Input data —
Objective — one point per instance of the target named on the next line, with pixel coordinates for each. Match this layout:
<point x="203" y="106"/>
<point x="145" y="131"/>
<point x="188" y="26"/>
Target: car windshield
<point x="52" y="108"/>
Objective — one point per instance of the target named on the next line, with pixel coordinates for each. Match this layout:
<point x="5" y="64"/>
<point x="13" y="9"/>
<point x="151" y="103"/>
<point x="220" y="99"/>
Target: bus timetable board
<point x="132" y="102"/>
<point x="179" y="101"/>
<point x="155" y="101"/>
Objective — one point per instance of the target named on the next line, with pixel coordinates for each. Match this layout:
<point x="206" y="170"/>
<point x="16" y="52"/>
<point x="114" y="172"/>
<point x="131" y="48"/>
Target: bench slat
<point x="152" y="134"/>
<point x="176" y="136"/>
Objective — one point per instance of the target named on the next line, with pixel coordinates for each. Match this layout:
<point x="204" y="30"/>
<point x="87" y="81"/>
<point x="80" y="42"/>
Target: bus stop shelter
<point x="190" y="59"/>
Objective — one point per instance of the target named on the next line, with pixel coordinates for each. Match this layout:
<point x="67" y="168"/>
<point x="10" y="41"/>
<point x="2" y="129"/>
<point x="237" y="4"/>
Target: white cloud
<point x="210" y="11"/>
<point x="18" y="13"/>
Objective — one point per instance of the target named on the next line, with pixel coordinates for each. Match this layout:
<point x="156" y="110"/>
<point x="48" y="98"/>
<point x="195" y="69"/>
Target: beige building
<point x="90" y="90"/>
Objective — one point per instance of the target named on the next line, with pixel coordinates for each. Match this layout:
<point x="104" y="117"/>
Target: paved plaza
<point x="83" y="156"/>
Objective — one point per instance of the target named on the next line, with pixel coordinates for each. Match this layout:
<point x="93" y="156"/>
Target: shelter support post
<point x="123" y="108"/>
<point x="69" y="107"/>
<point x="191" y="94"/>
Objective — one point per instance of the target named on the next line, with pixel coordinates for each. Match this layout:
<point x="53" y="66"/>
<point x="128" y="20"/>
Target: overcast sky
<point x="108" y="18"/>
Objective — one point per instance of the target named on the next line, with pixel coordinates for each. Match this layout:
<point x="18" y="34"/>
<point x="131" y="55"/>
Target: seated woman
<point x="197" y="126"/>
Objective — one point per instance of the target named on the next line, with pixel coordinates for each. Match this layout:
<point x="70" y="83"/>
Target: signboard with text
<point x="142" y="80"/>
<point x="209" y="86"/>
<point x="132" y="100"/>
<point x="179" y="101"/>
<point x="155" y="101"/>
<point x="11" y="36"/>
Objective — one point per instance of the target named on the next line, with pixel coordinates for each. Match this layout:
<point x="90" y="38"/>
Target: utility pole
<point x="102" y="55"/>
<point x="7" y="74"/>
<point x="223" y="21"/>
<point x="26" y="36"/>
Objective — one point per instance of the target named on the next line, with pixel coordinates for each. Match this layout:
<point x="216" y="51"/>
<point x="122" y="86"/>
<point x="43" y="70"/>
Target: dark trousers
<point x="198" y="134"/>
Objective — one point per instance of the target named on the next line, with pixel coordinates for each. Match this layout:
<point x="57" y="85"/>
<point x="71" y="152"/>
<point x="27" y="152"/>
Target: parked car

Your task —
Everything in the data must be repeated exactly; leave no line out.

Answer to this problem —
Objective — one point per instance of the target named on the next line, with pixel coordinates for each. Match this layout:
<point x="203" y="106"/>
<point x="145" y="131"/>
<point x="188" y="26"/>
Target: car windshield
<point x="52" y="108"/>
Objective — one point per instance of the target named on the next line, with pixel coordinates for each. Match this layout:
<point x="5" y="64"/>
<point x="13" y="9"/>
<point x="151" y="103"/>
<point x="220" y="99"/>
Target: bus timetable board
<point x="132" y="102"/>
<point x="179" y="101"/>
<point x="155" y="101"/>
Objective — one point per instance of the target named on the next line, with pixel coordinates for each. Match this layout:
<point x="206" y="170"/>
<point x="16" y="52"/>
<point x="114" y="172"/>
<point x="131" y="48"/>
Target: bench slat
<point x="152" y="134"/>
<point x="176" y="136"/>
Objective — one point per instance of the target named on the next line, with pixel coordinates for each. Match this layout:
<point x="204" y="30"/>
<point x="87" y="81"/>
<point x="80" y="42"/>
Target: bus stop shelter
<point x="190" y="59"/>
Objective — one point per instance of the target named on the next line, with pixel coordinates for each. Match this layout:
<point x="67" y="168"/>
<point x="10" y="41"/>
<point x="2" y="129"/>
<point x="237" y="4"/>
Target: white cloud
<point x="210" y="11"/>
<point x="18" y="13"/>
Objective — one point per instance of the target named on the next line, with pixel coordinates for each. Match this layout:
<point x="156" y="110"/>
<point x="48" y="98"/>
<point x="195" y="69"/>
Target: beige building
<point x="90" y="90"/>
Objective — one point per instance of the target named on the next line, with pixel coordinates for each. Match this layout:
<point x="104" y="117"/>
Target: paved plaza
<point x="83" y="156"/>
Objective — one point per instance of the target named on the next line, with pixel coordinates for each. Match this layout:
<point x="93" y="156"/>
Target: shelter support post
<point x="123" y="108"/>
<point x="69" y="107"/>
<point x="191" y="94"/>
Objective — one point per instance of the target named on the next line, with pixel coordinates for each. Match this layout:
<point x="53" y="66"/>
<point x="128" y="20"/>
Target: overcast sky
<point x="108" y="18"/>
Objective — one point per instance of the target named on the next line, with pixel coordinates for each. Match this layout:
<point x="18" y="34"/>
<point x="131" y="55"/>
Target: seated woman
<point x="197" y="126"/>
Objective — one point per instance of the target named on the next line, with pixel coordinates for each. Match this layout:
<point x="70" y="83"/>
Target: signboard with text
<point x="142" y="80"/>
<point x="209" y="86"/>
<point x="132" y="100"/>
<point x="179" y="101"/>
<point x="155" y="101"/>
<point x="11" y="36"/>
Objective — one point per instance of the target named on the next line, with pixel coordinates for each. Match this layout:
<point x="90" y="38"/>
Target: utility pole
<point x="102" y="55"/>
<point x="7" y="74"/>
<point x="223" y="21"/>
<point x="26" y="36"/>
Objective — one point per instance of the target named on the next line, with pixel coordinates for each. Match this layout:
<point x="216" y="51"/>
<point x="122" y="86"/>
<point x="43" y="70"/>
Target: dark trousers
<point x="198" y="134"/>
Objective — one point per instance of the target named on the next line, with pixel coordinates for each. Match this layout:
<point x="57" y="85"/>
<point x="71" y="152"/>
<point x="27" y="152"/>
Target: parked car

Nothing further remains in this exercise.